(Saved entries)
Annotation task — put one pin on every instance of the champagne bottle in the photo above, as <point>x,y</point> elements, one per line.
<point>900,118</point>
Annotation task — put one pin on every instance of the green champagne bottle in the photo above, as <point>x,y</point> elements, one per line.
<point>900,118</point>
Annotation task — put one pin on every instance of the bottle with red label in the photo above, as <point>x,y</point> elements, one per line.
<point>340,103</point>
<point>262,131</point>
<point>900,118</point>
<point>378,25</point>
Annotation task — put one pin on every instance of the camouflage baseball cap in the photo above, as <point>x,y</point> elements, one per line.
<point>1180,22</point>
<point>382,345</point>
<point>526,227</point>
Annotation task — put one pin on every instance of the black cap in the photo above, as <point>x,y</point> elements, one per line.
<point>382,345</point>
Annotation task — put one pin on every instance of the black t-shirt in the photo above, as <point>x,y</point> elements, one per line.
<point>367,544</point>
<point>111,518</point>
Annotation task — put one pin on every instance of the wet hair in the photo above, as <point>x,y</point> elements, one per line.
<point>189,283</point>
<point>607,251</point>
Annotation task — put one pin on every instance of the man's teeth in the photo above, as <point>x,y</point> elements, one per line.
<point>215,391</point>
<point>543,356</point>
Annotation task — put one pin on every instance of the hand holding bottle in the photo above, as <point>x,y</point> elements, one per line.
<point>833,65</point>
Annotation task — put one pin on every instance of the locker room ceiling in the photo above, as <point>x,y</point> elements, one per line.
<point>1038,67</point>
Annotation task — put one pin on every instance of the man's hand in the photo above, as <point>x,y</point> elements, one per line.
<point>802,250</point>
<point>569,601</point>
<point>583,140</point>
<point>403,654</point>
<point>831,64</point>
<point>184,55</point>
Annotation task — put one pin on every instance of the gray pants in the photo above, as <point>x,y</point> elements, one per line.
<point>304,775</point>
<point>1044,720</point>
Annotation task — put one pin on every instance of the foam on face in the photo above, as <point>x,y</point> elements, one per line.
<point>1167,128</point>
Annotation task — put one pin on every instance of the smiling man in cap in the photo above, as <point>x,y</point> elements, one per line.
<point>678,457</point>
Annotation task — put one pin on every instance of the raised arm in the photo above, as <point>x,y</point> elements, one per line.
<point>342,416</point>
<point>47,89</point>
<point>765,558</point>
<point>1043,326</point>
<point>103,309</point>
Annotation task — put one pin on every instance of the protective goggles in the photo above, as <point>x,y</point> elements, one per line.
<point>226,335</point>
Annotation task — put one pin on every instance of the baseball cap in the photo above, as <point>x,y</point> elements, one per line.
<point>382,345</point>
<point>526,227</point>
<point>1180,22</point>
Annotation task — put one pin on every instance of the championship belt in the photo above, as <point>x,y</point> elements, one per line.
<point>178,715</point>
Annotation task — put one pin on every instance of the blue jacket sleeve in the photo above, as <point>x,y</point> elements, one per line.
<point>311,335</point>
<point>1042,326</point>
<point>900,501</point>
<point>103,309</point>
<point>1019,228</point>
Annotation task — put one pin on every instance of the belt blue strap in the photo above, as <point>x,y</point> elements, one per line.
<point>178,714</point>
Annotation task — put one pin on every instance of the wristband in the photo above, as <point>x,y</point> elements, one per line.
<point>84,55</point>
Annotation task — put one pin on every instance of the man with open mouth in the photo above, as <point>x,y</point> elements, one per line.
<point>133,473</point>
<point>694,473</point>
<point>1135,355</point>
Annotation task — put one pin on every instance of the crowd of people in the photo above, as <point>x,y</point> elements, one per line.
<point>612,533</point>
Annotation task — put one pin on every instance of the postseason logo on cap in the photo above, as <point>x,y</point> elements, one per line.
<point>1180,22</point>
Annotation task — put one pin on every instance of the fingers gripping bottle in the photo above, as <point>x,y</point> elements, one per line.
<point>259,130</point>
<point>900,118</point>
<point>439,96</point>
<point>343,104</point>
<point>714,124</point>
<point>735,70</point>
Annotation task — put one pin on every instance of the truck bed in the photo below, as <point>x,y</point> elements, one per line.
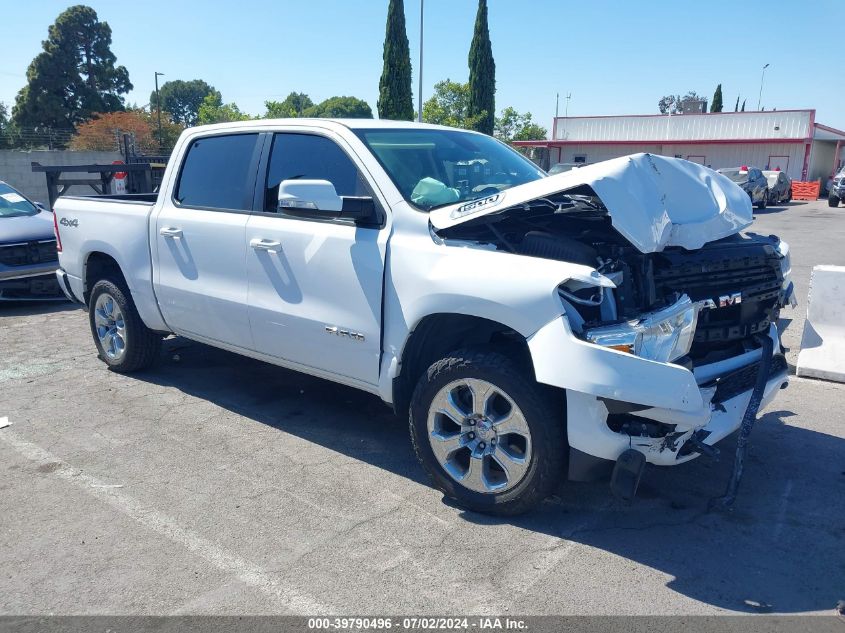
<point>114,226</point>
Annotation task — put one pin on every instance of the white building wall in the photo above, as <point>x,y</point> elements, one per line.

> _Assigned task_: Your task is to set down exactly the lines that run from the line holding "of the fingers" through the close of the entries, including both ends. Pictures stay out.

> _Answer for the task_:
Annotation task — put one pin on every instance of the fingers gripping bottle in the photo above, as <point>x,y</point> elements, one per line.
<point>259,130</point>
<point>900,118</point>
<point>439,96</point>
<point>343,104</point>
<point>714,124</point>
<point>735,70</point>
Annotation task — put one pin on every instance of the truck bed in the photo below, as <point>x,y</point> elements, one per line.
<point>114,226</point>
Annotation task — put one pin on every instance of the white building wall in the photo above, as <point>x,y</point> elements, one per line.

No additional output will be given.